» **Directives**
a) Reproduce the passage on aid projects in Southeast Asia word for word, starting at "Currently, through Father" and ending at "a real miracle!".
b) According to the passage on aid projects in Southeast Asia, what materials are used for the bridges that replace the bamboo monkey bridges in Vietnam?

++++ Document passage ++++

Currently, through Father Joachim from Myanmar, we are helping 200 people who are outside official refugee camps, undocumented and often without food. As Pope Francis puts it, we are experiencing what it means to “touch the flesh of Christ,” one of the many faces of Jesus Forsaken. Besides food, there is great need of love, warmth and affectioin… Chiara Lubich and our spirituality urge us to ‘make ourselves one’ with everyone. One of them said to us: ‘Thank you for everything you get for us,, but especially for making us feel loved. This gives us hope to live.’
There’s an association made up of some friends from Poschiavo in Switzerland, which has been recognized by the government and finances projects that are underway in Thailand, Laos and Vietnam. Six years later it seems like a real miracle!
The projects in Vietnam are located in the southern zone, towards the Mekong Delta, in a parish. We build and repair small houses, wells with potable water; and we build bridges that are very useful for communication among the small islands.The so-called monkey bridges, constructed with bamboo stems are substituted with bridges made for humans with iron and cement. Now we’ve begun to work in the mountains too, in central Vietnam, in the zone of Gia Lai, which was known for the battles during the war. The Church is very involved in that zone and the poverty level has really reached levels of high concern in the mountain villages, especially among ethnic populations. In Laos we provide assistance for children through priests who have spent time at the priest school in Taygayta, Philippines.
The help is sustained by genuine friendship, much creativity and a willingness to work. Love is like a bridge that joins everyone in a common dream: to live universal brotherhood concretely. Our budget? Free donations from many ordinary and also poor people. We feel that if God wants this project to carry on, he’ll provide for it.

++++ Material ++++

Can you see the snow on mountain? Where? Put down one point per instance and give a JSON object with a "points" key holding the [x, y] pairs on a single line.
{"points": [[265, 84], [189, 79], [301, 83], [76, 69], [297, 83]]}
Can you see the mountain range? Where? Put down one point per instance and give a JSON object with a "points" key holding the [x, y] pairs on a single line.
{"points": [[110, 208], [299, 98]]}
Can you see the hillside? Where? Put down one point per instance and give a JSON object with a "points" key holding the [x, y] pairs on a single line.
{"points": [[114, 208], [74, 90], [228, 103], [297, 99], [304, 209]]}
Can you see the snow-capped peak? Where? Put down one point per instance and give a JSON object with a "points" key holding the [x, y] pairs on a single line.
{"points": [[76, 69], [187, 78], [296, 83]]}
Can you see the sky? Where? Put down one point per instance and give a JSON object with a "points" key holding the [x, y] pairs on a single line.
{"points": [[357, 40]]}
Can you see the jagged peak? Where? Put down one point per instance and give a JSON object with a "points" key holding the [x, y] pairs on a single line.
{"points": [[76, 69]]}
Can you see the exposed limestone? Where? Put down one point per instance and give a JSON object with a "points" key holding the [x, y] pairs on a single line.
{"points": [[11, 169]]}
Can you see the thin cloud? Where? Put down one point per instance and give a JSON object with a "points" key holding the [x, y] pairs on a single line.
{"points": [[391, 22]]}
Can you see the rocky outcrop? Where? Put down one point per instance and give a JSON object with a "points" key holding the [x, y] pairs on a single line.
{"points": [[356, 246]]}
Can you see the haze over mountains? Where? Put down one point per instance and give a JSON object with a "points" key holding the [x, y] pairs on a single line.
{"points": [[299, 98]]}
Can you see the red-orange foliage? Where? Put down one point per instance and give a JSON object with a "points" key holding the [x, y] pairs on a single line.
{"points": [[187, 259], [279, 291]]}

++++

» **In response**
a)
Currently, through Father Joachim from Myanmar, we are helping 200 people who are outside official refugee camps, undocumented and often without food. As Pope Francis puts it, we are experiencing what it means to “touch the flesh of Christ,” one of the many faces of Jesus Forsaken. Besides food, there is great need of love, warmth and affectioin… Chiara Lubich and our spirituality urge us to ‘make ourselves one’ with everyone. One of them said to us: ‘Thank you for everything you get for us,, but especially for making us feel loved. This gives us hope to live.’
There’s an association made up of some friends from Poschiavo in Switzerland, which has been recognized by the government and finances projects that are underway in Thailand, Laos and Vietnam. Six years later it seems like a real miracle!

b) Iron and cement.